Natural language region descriptions:
-- Opening Marker --

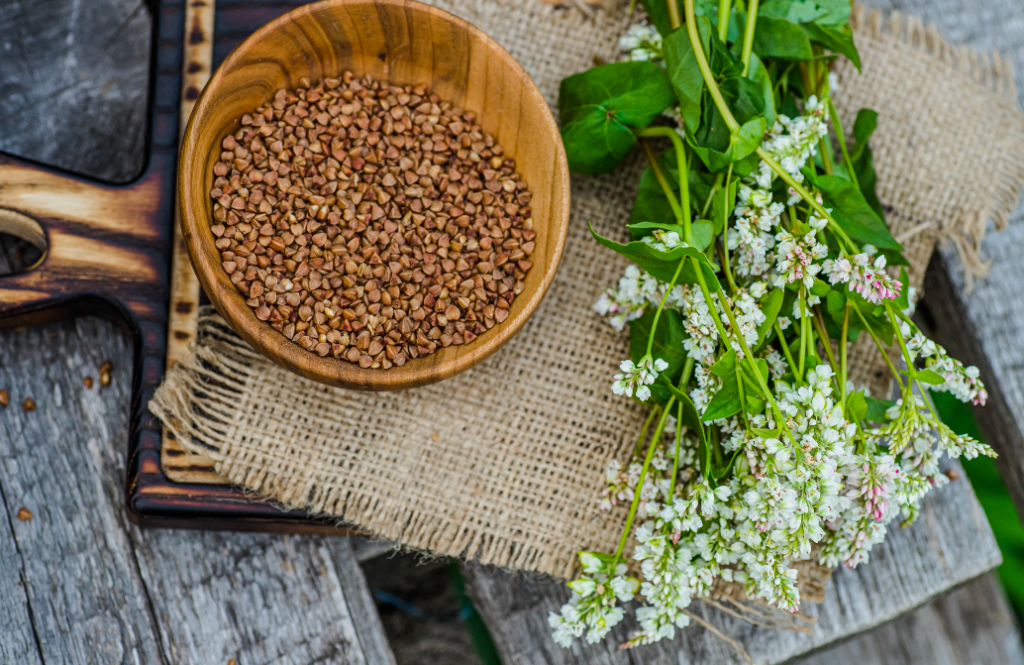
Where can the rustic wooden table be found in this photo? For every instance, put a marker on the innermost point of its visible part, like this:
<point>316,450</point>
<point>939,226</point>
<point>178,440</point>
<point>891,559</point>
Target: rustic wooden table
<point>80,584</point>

-- Closing Marker --

- What is required
Every line from the one containing "<point>939,226</point>" through the end of the data must be repeated exactly, and no other line.

- Problem solution
<point>939,226</point>
<point>178,440</point>
<point>891,559</point>
Target: rustic wooden table
<point>80,584</point>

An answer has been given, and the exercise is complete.